Return the whole listing, keeping every character the same.
****
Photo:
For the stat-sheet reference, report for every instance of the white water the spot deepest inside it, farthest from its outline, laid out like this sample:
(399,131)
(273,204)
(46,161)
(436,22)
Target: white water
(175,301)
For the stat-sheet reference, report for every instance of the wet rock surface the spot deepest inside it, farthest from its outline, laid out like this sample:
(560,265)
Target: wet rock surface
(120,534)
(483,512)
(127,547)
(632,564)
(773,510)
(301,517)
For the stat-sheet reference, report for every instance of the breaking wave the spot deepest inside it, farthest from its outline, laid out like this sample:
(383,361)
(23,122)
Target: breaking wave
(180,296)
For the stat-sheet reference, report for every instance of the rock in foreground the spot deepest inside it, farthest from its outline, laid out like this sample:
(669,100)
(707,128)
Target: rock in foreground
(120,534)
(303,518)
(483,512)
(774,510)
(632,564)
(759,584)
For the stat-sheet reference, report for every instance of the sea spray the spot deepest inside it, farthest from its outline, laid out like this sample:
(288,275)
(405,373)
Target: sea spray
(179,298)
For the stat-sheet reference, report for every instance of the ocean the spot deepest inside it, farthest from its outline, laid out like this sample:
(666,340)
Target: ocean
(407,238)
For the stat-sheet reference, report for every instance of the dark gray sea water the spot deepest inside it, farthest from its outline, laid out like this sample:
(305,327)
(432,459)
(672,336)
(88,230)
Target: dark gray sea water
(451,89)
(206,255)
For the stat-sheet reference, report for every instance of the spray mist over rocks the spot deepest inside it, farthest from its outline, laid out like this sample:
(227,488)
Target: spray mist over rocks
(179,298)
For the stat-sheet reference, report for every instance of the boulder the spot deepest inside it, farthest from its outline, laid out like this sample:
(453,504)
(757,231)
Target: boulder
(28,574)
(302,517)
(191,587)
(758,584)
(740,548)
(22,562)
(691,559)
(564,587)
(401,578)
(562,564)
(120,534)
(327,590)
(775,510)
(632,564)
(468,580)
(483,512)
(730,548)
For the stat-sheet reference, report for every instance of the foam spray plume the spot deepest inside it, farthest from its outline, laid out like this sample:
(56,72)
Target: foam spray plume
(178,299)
****
Response box —
Photo:
For the stat-sheet reference, report for every instance of the white water the spot deepest inside it, farthest from its outline, laid out like this sample:
(399,131)
(273,204)
(46,161)
(436,22)
Target: white water
(175,301)
For the stat-sheet reference, report for every instance of the wet rock surface the spot deepest inside it, farthest from its outline, laid out like this sample:
(560,265)
Target: wet rock surface
(120,534)
(483,512)
(127,547)
(632,564)
(773,510)
(301,517)
For the stat-sheet reference, report for every instance of the breaking wave the spot deepest inside it, farthest from its outline, laid out like this sample:
(383,361)
(23,122)
Target: breaking wave
(180,296)
For the stat-sheet reference, report for every instance of the rock in foreground the spot deepest inside it, farthest from its outline, laid out like this sample:
(669,100)
(707,128)
Target: rock in foreground
(120,534)
(303,518)
(483,512)
(774,510)
(632,564)
(759,584)
For the stat-sheet reference, report for every instance of the sea spray the spot deepest inside it, farthest from its outline, laid out like this sample:
(288,275)
(405,373)
Target: sea spray
(179,298)
For the stat-sheet reference, report for every instance of the ocean the spot deepest inside it, farthest from its outline, laid out like this sample:
(666,340)
Target: ocean
(407,238)
For the stat-sheet reference, report for every instance of the dark gray sea water the spot deepest inside it, farthest from its outline, laid out like this sample:
(305,327)
(432,459)
(672,336)
(88,230)
Target: dark gray sea water
(451,89)
(206,255)
For the stat-sheet reference, report for every instance of the spray mist over rocks the spot deepest inside it, farthest from its outline, laid out like this sample:
(227,488)
Target: spray mist over rocks
(179,298)
For the stat-sheet reference, report for every instance of the boulder the spot deepest inside it, farthest from its outline, laid out like this sample:
(453,504)
(757,231)
Target: boulder
(28,574)
(302,517)
(191,587)
(758,584)
(740,548)
(22,562)
(691,559)
(564,587)
(401,578)
(562,564)
(120,534)
(327,590)
(775,510)
(632,564)
(468,580)
(483,512)
(730,548)
For the stat-sheet reference, report for every instance of the foam spray plume the spot deepest inside it, farthest from its outline, laid out like this sample:
(56,72)
Target: foam spray plume
(178,299)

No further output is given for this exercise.